Information supplied -
==================================================

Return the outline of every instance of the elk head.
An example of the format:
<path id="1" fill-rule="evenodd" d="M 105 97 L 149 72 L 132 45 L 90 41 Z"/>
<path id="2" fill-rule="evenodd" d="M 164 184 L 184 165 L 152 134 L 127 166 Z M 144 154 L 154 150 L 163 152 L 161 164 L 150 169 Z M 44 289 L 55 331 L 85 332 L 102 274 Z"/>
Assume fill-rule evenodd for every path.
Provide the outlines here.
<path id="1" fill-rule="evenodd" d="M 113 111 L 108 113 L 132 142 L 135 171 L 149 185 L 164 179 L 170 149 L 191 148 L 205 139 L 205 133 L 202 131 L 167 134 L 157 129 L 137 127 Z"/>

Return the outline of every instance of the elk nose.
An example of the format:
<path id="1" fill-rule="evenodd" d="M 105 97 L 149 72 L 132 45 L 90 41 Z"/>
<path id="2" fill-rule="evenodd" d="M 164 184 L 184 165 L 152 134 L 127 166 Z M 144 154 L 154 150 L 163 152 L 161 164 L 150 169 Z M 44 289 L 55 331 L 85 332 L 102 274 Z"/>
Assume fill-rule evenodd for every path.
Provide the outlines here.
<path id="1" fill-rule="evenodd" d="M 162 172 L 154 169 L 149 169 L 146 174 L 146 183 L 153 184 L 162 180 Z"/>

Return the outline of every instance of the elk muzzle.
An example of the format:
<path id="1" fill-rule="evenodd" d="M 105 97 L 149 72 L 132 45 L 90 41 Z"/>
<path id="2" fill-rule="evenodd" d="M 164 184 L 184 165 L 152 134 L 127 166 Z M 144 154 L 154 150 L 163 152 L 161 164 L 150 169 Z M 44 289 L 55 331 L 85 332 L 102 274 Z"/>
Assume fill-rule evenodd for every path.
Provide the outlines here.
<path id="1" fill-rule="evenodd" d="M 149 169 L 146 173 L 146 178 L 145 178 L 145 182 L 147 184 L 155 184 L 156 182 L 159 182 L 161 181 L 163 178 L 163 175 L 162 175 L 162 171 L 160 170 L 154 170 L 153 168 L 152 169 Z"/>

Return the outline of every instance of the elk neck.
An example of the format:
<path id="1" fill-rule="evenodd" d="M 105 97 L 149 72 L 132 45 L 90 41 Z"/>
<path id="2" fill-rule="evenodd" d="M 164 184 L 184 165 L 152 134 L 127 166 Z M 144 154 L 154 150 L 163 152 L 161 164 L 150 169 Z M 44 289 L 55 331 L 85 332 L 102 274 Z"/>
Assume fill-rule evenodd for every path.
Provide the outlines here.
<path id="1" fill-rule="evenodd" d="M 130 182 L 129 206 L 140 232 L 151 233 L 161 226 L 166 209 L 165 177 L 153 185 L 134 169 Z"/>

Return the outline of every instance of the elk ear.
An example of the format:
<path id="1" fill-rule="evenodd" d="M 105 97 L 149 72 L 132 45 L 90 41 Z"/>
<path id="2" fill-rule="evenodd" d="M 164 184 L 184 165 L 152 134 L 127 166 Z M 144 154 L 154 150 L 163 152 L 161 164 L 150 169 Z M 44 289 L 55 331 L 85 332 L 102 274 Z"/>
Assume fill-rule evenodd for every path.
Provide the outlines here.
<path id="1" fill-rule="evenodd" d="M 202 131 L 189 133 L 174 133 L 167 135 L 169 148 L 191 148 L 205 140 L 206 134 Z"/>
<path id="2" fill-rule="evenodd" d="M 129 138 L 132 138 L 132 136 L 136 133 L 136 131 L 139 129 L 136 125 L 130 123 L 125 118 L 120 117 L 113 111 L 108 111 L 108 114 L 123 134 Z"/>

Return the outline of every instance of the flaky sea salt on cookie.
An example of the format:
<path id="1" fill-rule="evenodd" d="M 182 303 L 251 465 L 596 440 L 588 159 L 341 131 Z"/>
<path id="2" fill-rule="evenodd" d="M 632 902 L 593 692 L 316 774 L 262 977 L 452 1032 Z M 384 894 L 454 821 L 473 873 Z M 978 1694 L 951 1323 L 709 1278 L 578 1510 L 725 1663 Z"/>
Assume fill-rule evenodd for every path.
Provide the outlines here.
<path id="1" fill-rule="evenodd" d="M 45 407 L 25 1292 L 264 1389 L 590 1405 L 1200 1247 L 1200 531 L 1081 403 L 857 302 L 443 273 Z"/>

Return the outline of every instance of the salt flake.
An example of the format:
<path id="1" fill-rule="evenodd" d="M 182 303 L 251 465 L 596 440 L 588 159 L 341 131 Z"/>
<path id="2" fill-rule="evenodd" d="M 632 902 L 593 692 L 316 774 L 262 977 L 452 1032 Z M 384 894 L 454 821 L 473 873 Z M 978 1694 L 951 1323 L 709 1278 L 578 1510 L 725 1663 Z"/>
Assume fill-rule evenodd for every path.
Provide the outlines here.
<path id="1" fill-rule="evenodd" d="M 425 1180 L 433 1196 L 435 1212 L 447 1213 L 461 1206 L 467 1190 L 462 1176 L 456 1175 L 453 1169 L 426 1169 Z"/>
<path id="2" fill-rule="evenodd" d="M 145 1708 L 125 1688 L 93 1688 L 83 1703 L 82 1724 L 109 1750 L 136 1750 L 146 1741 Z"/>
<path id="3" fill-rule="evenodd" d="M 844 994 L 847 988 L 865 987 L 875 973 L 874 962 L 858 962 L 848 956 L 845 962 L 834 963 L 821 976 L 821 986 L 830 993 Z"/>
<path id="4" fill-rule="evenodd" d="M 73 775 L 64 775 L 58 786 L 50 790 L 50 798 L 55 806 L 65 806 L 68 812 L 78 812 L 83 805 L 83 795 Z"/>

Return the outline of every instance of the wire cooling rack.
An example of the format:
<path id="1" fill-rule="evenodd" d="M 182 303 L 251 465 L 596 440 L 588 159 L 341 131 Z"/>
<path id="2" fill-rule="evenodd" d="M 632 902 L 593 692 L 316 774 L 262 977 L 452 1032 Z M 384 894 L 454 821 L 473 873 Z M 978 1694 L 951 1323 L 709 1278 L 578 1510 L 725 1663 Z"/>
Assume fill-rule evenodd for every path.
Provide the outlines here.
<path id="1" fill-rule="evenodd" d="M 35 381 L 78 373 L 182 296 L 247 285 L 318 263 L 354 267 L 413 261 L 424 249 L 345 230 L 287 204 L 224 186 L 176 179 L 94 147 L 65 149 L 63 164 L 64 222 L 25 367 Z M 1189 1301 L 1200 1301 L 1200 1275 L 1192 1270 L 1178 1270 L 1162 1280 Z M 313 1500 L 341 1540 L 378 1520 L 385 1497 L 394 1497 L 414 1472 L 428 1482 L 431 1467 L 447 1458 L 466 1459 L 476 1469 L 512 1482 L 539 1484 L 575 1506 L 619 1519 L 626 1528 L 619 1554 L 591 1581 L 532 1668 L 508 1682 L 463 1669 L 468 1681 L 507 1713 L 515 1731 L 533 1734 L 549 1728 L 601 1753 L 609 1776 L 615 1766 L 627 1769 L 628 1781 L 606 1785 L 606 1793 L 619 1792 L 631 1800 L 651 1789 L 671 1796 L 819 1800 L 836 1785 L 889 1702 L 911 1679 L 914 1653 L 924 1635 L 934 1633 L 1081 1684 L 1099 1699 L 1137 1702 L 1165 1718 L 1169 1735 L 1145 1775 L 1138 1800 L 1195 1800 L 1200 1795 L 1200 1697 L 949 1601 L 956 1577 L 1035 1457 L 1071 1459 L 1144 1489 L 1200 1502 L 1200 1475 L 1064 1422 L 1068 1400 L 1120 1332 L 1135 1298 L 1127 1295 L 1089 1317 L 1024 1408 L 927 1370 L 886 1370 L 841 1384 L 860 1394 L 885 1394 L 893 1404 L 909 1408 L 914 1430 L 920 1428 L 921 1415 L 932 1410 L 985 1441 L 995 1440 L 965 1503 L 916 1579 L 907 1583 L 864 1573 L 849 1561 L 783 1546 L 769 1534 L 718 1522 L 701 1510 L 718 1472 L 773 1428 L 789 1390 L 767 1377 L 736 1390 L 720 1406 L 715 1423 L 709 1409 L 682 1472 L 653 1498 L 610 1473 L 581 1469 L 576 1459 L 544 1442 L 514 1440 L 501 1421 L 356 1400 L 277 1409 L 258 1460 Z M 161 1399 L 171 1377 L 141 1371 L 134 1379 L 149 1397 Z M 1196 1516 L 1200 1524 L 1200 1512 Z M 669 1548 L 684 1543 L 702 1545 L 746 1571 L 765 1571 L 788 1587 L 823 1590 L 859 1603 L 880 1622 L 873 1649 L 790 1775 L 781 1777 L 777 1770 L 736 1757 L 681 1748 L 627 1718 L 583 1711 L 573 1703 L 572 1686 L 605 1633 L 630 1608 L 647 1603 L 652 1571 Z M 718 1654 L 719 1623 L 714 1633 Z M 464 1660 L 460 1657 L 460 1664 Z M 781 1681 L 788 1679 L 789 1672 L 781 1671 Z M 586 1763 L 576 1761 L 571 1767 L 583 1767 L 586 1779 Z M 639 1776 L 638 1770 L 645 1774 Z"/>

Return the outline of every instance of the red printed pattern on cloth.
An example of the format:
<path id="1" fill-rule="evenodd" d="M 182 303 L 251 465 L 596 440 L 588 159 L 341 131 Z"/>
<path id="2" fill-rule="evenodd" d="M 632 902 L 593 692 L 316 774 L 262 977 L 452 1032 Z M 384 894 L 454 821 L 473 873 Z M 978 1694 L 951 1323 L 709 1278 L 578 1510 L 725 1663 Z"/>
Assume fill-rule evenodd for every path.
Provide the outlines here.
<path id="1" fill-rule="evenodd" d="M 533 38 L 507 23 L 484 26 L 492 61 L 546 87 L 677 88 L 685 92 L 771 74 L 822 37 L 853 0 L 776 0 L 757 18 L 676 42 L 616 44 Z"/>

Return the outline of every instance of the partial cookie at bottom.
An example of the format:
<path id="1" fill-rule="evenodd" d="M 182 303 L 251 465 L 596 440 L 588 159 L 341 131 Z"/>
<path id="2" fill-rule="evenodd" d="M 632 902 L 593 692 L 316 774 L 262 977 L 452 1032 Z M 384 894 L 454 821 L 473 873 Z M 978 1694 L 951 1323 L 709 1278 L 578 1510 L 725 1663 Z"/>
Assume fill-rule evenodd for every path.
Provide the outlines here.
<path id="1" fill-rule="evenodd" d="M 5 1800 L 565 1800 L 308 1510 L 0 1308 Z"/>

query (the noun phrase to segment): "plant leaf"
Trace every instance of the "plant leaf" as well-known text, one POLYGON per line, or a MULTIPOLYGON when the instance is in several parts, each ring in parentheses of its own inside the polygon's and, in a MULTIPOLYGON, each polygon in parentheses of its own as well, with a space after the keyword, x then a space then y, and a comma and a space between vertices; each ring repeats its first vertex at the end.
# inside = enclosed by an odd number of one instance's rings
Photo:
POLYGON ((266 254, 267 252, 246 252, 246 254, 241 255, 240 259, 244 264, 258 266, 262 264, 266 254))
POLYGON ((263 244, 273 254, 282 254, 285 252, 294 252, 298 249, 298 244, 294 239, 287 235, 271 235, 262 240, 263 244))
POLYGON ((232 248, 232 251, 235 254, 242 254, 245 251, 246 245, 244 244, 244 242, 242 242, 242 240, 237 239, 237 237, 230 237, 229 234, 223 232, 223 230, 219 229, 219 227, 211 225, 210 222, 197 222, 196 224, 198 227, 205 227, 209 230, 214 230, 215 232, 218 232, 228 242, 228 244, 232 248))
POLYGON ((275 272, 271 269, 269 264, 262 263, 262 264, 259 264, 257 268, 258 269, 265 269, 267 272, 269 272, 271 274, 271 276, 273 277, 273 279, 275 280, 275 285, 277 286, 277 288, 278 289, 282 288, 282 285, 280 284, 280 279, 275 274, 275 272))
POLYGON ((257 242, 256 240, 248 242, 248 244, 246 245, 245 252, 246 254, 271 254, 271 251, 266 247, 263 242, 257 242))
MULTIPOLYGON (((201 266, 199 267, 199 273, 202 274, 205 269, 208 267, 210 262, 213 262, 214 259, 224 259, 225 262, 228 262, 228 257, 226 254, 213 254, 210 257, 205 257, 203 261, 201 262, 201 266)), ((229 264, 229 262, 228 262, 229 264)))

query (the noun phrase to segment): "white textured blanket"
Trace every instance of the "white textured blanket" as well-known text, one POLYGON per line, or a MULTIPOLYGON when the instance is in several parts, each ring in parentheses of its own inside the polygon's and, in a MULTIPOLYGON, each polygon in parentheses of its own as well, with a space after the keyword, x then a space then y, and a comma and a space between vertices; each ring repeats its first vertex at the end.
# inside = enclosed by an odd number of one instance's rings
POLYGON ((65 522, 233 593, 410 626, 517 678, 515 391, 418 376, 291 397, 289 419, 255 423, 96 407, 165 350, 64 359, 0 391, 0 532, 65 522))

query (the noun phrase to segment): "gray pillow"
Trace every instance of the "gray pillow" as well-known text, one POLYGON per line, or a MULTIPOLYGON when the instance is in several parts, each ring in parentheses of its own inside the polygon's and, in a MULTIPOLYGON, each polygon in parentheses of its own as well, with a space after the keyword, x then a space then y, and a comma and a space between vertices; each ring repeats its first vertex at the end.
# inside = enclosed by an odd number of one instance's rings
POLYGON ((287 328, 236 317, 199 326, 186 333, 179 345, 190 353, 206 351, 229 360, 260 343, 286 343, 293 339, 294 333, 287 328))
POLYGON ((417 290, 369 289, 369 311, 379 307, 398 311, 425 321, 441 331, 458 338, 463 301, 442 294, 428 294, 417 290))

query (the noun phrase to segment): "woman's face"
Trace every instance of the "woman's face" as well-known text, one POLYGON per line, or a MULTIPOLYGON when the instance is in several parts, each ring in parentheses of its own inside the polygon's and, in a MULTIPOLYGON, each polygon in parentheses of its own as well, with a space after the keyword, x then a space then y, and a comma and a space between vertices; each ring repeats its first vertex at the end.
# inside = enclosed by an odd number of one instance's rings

==================================================

Action item - Every line of the records that includes the word "segment" should be gathered.

Written response -
query (the noun phrase to segment): "plant leaf"
query (the noun phrase to segment): "white textured blanket"
query (the noun phrase to segment): "gray pillow"
query (the noun phrase to segment): "woman's face"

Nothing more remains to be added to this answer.